PROBLEMS TO SOLVE:
a - In the text about SyncML, which third-party software supplier does Novak name as able to support Microsoft products?
b - Write the next few sentences of the text about SyncML, starting after its last sentence.

TEXT EXTRACT:
** BEGIN **

The company, which has recently been regaining ground in the PDA market with its PocketPC reincarnation of Windows CE, is "very interested" according to Novak, but has yet to sign on the dotted line. No wonder, given Micro-soft's track record of proprietary market dominance, combined with the presence of Palm and all of the Symbian PDA operating system players in the consortium. Novak protests that the organisation doesn't need Microsoft anyway, because third-party synchronisation software suppliers, such as Starfish, can support Micro-soft products adequately.

Regardless of the premature presentation, SyncML stands a good chance of winning the industry over.

With significant players like Sun Microsystems also supporting the standard and with Palm's backing, it should solve a problem that has been irritating PDA users for some time.

** END **

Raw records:
** BEGIN **

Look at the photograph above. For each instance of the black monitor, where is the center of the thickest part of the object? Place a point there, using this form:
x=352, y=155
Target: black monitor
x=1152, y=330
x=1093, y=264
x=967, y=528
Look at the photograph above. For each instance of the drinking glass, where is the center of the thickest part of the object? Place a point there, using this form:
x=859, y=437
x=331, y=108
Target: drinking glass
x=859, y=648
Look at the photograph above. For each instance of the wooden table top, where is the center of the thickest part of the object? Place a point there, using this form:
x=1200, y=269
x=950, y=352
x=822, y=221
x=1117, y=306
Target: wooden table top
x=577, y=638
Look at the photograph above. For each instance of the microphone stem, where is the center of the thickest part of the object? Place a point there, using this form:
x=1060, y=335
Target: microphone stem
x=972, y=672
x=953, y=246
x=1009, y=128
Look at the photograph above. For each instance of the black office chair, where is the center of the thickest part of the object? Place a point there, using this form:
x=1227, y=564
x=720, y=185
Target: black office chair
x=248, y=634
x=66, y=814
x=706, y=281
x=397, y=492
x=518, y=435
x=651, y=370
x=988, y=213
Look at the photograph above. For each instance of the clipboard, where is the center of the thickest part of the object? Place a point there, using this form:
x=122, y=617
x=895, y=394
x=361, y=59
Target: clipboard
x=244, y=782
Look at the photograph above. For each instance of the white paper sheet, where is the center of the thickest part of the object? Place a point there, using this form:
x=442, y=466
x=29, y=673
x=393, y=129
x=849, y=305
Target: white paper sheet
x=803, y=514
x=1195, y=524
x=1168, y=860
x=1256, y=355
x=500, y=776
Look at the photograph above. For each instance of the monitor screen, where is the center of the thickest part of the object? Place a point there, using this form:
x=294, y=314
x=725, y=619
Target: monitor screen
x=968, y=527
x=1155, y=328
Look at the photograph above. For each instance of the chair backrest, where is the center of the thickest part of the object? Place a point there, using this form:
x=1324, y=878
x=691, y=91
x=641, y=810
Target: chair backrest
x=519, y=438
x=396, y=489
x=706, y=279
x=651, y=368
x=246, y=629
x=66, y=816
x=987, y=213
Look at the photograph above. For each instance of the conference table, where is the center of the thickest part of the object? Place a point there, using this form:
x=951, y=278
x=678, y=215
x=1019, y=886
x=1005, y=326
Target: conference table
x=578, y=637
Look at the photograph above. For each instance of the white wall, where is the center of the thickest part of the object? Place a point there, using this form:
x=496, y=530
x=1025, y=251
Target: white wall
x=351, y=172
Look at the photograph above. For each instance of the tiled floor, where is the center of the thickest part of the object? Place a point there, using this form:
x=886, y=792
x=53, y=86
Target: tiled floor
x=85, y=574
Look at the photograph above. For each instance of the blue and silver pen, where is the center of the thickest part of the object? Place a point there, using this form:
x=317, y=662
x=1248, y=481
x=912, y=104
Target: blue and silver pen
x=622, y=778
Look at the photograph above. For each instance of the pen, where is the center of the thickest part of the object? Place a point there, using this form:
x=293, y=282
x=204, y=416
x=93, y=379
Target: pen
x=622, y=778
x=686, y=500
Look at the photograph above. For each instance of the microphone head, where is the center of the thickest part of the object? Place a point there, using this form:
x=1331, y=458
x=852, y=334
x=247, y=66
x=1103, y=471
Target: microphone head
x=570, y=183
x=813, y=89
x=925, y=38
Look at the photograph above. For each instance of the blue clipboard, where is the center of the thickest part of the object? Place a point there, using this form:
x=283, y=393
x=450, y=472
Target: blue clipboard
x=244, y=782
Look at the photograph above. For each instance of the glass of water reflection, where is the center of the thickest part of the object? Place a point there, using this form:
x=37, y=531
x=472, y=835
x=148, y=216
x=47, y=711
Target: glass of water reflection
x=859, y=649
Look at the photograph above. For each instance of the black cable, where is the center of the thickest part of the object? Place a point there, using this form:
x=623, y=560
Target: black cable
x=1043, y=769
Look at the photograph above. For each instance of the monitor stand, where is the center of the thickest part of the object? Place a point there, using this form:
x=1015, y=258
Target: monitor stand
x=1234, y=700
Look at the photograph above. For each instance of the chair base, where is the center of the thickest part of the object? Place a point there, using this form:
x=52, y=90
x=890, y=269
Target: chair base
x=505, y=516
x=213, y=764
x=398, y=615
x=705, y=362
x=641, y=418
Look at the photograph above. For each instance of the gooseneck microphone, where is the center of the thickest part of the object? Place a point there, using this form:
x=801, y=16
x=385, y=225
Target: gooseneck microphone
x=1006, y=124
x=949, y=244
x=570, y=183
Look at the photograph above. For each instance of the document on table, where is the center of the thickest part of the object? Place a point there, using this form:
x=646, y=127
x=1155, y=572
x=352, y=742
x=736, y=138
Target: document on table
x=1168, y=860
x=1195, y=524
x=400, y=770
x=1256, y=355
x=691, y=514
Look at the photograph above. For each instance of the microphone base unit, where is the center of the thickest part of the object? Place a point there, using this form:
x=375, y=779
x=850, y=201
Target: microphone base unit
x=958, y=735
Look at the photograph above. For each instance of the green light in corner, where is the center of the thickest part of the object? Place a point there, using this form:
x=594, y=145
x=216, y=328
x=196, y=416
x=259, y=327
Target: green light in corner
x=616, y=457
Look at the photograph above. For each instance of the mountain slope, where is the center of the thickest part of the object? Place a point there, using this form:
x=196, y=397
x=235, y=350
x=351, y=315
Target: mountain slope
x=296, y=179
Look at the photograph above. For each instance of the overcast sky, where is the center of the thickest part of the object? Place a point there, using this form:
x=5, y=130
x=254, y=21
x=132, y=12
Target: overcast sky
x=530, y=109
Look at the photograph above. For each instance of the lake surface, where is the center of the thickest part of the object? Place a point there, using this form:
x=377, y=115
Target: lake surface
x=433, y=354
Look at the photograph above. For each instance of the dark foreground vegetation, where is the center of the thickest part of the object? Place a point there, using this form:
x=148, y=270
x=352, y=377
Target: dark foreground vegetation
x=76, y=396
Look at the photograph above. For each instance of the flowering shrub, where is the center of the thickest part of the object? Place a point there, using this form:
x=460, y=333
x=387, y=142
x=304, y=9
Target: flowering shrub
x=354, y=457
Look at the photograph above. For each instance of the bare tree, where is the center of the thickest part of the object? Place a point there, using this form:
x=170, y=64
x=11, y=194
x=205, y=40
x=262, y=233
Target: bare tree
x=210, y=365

** END **

ANSWERS TO EACH TASK:
a - Starfish.

b -
SyncML technology

There are two parts to the SyncML technology - the client and the server. The client application uses a synchronisation agent to write data in the SyncML protocol to one of a number of transport protocols, such as http; the Wireless Session Protocol, part of the Wap protocol suite; or Obex, which serves the IrDA (Infrared Data Association) wireless communication standard. This goes through the physical transport layer to the server and is fed through to the back-end application via a server agent and a server engine.

The technology contains both a representation and a synchronisation protocol. It will support common data formats including the vCard contact information standards and iCalendar which handles scheduling information.